-- What you are asked to do --
Select each line in the rows below that contains the string "target", and copy those lines out.

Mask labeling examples
# # # # # # #

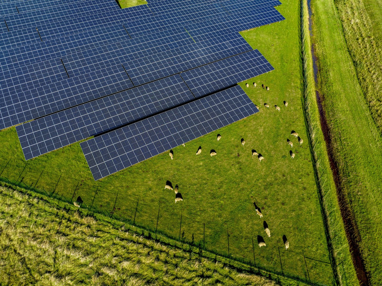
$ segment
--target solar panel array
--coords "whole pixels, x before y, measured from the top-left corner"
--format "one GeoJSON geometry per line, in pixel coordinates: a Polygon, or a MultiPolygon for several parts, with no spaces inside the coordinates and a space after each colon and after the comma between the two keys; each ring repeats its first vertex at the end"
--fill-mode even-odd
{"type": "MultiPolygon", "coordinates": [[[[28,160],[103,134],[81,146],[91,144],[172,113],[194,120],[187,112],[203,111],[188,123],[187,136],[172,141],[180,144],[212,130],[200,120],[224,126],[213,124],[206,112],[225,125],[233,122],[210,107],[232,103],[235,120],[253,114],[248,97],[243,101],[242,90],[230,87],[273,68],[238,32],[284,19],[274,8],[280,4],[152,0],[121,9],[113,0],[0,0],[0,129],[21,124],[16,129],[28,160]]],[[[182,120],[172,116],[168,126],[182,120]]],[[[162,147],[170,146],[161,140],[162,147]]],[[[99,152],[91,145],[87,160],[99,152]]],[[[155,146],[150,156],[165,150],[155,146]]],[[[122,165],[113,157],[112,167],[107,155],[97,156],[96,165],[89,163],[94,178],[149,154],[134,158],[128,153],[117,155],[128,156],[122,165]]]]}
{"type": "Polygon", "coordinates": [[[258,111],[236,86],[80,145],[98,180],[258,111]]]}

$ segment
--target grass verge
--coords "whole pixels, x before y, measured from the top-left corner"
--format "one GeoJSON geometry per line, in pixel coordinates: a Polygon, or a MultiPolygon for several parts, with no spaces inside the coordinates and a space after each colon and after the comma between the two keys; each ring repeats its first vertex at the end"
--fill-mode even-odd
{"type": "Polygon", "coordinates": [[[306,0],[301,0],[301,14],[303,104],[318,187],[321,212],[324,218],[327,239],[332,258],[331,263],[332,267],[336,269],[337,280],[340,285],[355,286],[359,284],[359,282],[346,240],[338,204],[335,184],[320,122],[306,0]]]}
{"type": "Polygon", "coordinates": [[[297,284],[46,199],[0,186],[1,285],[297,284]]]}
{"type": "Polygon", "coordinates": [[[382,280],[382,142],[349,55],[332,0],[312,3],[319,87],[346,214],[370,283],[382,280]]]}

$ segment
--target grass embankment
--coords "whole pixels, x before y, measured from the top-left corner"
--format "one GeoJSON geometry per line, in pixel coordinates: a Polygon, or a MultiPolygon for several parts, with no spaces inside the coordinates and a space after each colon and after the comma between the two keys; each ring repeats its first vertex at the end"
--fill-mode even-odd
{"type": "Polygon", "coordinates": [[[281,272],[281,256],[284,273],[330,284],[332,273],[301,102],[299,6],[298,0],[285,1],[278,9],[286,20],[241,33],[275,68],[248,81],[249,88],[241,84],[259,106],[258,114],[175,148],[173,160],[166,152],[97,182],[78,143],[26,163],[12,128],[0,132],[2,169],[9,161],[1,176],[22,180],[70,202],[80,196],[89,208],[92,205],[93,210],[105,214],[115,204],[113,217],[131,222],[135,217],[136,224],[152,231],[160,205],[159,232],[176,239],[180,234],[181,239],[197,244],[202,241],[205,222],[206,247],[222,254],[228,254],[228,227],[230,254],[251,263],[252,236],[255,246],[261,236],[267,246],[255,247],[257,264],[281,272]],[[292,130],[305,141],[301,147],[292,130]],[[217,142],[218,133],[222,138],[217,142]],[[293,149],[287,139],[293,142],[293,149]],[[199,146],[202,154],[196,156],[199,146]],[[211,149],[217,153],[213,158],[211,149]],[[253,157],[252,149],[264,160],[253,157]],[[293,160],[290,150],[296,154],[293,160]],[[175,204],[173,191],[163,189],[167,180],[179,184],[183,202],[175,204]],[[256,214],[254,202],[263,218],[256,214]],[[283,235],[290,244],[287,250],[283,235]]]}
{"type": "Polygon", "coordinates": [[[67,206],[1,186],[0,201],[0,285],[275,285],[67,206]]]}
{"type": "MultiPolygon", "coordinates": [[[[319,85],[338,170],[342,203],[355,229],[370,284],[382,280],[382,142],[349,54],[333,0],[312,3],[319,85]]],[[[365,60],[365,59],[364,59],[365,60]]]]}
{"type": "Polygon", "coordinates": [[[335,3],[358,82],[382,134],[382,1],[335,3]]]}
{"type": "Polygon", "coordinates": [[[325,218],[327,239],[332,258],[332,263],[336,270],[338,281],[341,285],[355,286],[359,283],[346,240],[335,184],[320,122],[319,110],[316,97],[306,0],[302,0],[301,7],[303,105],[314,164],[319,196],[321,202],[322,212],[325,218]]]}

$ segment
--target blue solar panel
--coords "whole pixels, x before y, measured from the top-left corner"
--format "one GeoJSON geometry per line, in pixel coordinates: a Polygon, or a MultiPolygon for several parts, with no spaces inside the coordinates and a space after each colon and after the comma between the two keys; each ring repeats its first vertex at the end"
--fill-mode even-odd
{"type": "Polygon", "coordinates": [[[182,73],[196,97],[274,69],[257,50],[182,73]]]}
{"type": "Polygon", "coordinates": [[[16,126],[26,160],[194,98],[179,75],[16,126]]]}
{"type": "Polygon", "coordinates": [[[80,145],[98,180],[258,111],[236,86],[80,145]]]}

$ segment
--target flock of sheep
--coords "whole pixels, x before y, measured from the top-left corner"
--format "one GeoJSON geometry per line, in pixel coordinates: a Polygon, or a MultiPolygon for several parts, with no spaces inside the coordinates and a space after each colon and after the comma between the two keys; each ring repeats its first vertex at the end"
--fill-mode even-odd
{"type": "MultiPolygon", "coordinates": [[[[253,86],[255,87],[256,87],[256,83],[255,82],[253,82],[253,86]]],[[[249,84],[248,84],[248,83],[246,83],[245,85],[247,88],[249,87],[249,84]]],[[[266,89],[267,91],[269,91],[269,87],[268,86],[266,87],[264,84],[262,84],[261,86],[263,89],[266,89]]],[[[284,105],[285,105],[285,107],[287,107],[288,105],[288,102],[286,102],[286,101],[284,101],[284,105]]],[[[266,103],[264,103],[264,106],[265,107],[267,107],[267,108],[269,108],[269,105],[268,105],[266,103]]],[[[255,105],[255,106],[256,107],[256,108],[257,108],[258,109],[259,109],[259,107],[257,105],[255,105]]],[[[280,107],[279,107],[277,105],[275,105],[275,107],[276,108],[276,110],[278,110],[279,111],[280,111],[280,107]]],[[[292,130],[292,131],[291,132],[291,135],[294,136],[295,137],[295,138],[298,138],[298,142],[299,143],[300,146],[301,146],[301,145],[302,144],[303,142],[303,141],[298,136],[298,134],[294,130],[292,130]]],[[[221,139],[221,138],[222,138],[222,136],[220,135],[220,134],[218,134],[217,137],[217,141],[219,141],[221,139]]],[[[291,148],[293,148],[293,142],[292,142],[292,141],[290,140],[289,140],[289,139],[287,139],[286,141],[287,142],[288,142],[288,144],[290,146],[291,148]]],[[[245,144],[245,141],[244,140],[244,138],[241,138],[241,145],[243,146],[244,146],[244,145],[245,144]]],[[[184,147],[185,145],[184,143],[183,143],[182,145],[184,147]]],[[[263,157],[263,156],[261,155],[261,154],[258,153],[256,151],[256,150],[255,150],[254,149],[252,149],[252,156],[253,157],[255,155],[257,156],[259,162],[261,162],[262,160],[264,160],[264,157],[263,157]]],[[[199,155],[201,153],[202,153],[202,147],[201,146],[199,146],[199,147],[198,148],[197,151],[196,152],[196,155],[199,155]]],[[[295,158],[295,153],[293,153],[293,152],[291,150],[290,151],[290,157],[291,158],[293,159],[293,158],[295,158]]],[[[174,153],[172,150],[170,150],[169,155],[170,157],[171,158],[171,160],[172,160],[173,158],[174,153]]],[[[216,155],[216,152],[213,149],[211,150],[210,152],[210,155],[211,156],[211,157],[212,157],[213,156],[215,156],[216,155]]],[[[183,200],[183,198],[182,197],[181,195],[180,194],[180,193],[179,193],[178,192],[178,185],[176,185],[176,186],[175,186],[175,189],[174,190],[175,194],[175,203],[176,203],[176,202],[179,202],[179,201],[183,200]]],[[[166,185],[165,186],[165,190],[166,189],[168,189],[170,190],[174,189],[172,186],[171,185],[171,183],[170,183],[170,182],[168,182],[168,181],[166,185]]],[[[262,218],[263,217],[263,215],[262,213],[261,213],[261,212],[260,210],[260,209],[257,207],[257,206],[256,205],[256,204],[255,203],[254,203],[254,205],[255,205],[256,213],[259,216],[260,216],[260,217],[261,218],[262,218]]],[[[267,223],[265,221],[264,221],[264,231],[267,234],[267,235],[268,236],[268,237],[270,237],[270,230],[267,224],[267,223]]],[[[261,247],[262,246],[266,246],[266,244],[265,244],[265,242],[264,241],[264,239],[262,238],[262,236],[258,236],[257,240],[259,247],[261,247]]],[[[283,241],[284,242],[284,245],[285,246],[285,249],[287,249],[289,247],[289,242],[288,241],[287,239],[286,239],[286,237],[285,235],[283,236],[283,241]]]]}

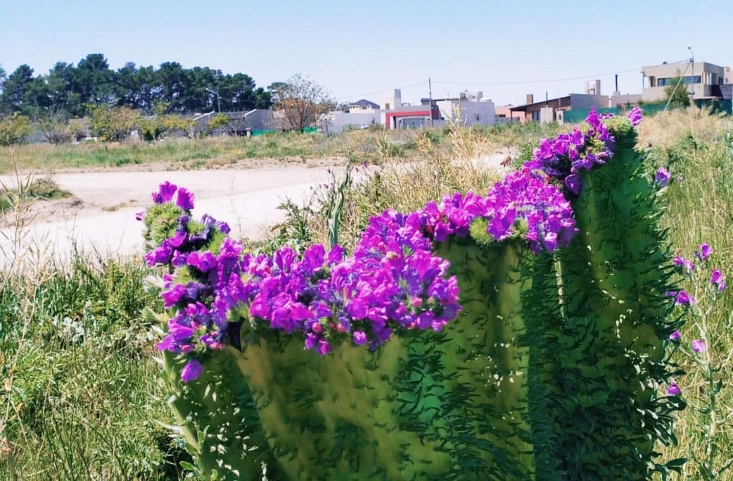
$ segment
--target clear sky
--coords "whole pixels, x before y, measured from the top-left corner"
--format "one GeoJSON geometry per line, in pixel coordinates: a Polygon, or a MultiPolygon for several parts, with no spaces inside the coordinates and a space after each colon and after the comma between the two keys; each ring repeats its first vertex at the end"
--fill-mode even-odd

# # # # # # #

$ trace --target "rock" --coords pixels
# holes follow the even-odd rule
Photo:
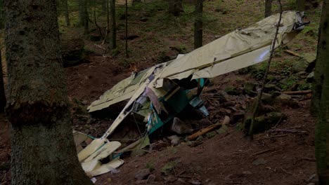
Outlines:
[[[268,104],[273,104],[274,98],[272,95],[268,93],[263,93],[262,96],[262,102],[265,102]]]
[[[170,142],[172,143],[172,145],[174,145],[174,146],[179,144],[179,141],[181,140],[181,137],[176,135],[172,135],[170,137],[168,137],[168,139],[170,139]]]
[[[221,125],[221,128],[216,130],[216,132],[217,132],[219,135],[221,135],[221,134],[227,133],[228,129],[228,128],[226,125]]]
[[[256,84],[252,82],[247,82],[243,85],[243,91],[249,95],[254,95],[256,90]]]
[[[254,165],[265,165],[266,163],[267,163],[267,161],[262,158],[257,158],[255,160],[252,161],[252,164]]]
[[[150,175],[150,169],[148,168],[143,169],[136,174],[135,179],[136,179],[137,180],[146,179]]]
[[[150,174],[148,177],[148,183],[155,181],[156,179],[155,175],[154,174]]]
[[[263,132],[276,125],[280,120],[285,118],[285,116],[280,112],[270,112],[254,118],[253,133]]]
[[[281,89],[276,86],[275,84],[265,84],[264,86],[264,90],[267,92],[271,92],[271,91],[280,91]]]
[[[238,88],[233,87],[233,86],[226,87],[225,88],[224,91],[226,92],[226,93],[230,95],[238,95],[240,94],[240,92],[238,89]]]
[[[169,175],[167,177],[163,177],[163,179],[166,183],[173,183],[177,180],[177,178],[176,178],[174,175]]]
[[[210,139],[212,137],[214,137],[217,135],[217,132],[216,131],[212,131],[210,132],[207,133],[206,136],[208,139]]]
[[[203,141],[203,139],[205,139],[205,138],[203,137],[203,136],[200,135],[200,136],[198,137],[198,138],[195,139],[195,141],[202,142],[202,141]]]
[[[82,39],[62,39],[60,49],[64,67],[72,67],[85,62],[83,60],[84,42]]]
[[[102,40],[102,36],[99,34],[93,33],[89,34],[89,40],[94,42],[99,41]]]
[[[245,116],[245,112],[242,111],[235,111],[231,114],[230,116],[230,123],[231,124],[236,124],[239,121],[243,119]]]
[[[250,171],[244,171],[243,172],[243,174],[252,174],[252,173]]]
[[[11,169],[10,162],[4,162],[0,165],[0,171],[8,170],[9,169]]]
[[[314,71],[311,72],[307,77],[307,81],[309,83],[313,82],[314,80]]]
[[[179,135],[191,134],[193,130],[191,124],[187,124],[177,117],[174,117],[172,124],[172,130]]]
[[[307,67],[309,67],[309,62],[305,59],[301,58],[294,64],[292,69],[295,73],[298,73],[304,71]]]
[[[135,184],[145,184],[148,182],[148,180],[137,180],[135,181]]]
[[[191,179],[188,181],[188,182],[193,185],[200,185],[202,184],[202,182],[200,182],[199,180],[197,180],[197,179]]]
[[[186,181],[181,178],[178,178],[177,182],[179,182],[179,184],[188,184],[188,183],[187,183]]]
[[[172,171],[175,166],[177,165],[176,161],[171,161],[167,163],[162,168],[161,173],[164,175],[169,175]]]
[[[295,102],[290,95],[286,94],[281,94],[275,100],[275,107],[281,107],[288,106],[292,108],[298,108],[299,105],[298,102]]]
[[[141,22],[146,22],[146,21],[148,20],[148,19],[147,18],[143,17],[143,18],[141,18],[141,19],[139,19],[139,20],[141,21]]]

# # # # # # #

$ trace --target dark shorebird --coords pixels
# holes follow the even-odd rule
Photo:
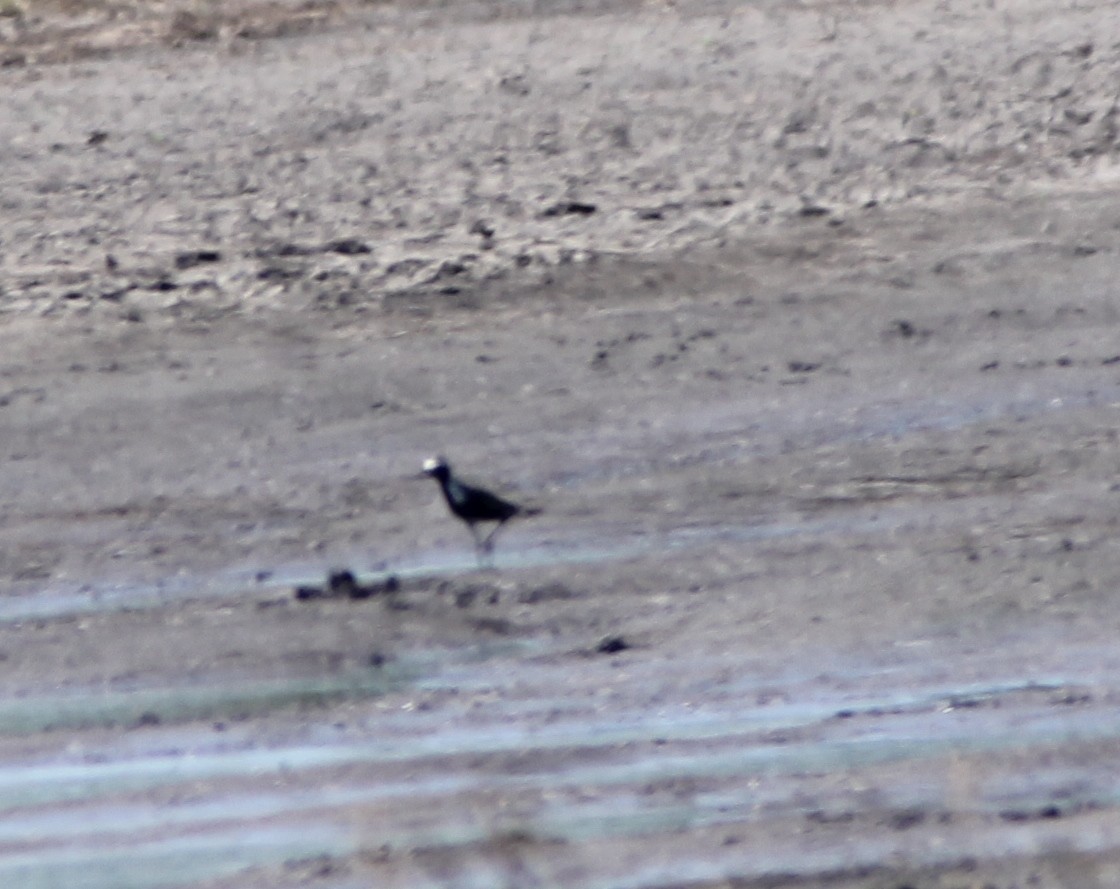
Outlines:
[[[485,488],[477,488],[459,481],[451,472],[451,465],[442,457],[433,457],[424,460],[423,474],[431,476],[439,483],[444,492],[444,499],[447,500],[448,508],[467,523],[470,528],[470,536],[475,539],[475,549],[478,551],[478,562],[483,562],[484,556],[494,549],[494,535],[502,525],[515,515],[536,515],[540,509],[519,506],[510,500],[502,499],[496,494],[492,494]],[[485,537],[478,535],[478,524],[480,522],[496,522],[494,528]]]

# # # # # # #

-- Output for this task --
--target solar panel array
--target grass verge
--target grass embankment
--target blue solar panel
--target flock of sheep
--target clear sky
$ trace --target "rock" --coords pixels
$ trace --target dark shorebird --coords pixels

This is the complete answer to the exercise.